▶ _WHAT NEEDS TO BE DONE_: Select and copy out every line of the records below that contains the string "setting". Case counts.

(Lines of data)
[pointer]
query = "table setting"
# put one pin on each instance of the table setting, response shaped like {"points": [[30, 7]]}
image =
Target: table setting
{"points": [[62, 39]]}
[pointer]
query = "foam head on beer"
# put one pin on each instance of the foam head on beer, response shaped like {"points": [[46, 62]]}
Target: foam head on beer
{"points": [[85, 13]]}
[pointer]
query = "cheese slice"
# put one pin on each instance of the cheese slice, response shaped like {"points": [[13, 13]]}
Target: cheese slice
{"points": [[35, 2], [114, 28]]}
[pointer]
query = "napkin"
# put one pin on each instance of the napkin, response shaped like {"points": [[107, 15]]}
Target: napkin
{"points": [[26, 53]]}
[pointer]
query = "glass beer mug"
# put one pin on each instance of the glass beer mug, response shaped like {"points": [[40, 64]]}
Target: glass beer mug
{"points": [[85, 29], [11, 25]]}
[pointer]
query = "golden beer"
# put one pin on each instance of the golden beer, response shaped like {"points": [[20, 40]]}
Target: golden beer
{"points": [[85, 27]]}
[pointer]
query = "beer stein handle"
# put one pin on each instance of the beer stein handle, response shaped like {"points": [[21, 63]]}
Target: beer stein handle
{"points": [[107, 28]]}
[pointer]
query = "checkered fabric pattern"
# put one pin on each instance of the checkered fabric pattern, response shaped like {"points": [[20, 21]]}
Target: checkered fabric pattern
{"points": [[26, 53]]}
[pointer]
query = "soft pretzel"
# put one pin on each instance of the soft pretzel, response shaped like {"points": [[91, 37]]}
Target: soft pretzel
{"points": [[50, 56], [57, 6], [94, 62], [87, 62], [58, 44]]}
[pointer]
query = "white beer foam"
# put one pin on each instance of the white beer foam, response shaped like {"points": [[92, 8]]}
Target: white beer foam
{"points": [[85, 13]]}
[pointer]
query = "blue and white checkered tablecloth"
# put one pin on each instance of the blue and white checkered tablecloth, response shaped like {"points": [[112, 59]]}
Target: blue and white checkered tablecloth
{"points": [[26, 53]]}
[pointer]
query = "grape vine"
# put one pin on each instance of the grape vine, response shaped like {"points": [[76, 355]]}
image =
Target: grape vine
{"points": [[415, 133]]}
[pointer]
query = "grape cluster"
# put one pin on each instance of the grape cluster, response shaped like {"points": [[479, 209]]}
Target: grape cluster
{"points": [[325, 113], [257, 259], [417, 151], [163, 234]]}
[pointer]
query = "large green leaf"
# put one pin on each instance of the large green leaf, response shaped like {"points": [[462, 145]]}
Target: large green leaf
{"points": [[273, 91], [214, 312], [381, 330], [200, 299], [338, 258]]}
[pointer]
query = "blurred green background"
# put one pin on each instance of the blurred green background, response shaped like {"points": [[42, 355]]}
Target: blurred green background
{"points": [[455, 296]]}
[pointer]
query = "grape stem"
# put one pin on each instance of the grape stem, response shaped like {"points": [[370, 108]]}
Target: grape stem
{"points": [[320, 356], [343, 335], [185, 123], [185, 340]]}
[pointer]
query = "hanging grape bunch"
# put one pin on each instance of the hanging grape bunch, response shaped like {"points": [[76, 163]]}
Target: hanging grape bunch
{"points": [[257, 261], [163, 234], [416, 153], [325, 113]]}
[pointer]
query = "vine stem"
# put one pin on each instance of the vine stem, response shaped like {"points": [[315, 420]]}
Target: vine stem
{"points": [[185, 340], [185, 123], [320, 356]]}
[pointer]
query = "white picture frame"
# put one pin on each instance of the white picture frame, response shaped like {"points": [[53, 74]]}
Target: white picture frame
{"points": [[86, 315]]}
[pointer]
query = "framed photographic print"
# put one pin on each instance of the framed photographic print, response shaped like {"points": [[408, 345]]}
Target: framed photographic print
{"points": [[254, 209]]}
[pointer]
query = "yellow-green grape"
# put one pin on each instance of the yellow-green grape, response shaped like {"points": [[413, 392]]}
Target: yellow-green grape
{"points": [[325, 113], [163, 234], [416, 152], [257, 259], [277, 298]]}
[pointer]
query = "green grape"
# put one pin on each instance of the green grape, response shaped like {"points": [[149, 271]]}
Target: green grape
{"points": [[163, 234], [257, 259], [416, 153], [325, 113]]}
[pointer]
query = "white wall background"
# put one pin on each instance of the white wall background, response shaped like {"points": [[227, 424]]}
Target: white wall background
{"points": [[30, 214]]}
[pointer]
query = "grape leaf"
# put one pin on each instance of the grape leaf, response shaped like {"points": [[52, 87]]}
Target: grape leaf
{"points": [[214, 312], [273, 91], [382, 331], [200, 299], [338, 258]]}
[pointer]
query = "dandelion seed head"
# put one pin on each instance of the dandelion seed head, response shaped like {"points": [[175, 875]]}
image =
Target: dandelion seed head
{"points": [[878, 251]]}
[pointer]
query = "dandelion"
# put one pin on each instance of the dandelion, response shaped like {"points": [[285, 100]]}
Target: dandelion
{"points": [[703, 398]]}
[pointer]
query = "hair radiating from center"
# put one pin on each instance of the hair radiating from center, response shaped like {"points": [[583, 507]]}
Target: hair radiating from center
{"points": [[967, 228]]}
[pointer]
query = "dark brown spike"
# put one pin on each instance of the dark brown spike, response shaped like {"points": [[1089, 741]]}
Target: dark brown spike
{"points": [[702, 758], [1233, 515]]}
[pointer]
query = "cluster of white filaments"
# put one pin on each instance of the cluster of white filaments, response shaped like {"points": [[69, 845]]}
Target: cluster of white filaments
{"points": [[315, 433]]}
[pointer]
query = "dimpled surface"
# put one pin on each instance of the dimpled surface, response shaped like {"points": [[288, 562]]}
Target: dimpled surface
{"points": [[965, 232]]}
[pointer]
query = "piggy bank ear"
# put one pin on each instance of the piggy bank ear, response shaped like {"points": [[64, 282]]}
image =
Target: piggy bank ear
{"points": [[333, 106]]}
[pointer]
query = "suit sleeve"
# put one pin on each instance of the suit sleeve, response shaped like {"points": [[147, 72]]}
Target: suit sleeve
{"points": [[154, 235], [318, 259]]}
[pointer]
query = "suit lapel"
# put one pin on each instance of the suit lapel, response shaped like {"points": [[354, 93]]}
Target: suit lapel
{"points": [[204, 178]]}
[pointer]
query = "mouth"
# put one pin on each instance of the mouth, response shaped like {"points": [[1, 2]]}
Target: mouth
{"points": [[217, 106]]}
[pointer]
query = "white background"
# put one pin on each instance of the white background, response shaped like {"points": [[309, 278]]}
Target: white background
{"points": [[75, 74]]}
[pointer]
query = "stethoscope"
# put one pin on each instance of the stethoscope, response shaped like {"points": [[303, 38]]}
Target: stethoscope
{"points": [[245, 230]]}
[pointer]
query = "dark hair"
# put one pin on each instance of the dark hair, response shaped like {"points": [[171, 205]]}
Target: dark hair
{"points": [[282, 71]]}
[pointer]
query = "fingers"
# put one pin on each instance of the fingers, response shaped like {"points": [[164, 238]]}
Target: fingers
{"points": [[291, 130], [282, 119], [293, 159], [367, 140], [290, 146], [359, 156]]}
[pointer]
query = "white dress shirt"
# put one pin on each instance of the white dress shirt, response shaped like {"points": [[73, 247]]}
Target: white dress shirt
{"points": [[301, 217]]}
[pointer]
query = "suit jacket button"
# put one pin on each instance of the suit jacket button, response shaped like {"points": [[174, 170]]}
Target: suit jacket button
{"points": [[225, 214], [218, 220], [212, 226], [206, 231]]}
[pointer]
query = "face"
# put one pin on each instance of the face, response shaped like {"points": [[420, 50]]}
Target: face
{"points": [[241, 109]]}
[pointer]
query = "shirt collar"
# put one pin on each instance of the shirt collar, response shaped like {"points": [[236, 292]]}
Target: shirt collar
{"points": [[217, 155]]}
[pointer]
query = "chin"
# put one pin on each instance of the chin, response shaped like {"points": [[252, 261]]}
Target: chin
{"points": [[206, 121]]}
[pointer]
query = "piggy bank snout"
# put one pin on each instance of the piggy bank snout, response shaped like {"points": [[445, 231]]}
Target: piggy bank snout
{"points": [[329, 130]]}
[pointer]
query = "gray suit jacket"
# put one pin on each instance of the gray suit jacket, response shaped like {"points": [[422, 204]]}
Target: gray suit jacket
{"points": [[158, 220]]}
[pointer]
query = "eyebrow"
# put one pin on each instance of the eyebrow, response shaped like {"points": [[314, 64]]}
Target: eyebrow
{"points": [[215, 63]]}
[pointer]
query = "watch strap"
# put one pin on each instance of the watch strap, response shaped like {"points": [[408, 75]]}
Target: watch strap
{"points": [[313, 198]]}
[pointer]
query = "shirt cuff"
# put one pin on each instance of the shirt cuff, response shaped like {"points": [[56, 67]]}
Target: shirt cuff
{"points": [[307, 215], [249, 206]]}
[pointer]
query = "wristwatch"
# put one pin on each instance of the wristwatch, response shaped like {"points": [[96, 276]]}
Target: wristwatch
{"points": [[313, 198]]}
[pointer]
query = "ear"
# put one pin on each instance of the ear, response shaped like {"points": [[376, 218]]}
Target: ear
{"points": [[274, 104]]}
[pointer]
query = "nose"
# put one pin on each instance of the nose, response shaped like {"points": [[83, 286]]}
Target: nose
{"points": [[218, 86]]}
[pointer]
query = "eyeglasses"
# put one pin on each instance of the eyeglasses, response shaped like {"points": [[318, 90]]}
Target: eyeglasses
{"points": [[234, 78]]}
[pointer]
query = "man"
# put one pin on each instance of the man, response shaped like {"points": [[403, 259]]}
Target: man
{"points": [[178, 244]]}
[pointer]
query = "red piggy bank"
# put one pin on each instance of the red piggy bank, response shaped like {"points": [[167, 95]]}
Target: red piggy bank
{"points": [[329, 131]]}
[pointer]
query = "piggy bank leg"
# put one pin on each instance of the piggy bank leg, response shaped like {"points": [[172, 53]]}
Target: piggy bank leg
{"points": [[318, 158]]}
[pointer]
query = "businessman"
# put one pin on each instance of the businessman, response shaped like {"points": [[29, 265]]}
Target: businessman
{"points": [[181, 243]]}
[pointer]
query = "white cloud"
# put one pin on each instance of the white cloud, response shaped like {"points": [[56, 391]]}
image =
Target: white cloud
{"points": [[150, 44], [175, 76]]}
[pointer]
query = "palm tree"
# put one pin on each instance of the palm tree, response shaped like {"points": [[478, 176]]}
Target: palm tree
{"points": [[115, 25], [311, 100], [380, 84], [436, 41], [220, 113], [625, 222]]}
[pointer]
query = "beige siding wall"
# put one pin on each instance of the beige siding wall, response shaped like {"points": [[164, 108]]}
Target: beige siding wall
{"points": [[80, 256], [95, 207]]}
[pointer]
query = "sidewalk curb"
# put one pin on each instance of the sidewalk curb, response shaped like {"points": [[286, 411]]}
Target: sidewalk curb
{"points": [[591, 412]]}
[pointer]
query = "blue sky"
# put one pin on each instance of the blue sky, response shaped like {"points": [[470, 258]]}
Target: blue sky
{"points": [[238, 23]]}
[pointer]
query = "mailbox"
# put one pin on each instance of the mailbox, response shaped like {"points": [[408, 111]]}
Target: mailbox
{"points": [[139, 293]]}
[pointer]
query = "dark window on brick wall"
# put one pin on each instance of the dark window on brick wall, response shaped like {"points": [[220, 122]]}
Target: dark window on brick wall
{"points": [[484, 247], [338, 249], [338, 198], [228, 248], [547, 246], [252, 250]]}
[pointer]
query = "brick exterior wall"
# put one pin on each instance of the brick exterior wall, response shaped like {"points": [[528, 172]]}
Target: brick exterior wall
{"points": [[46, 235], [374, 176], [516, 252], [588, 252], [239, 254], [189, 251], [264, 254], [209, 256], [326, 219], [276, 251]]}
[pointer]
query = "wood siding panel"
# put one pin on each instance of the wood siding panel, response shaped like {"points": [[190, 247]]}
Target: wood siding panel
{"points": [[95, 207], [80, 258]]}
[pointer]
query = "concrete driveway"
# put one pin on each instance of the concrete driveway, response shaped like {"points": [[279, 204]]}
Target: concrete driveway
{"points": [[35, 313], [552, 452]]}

▶ _RESULT BELOW_:
query = "table setting"
# put one pin on each instance of the table setting, response shaped like {"points": [[30, 7]]}
Target: table setting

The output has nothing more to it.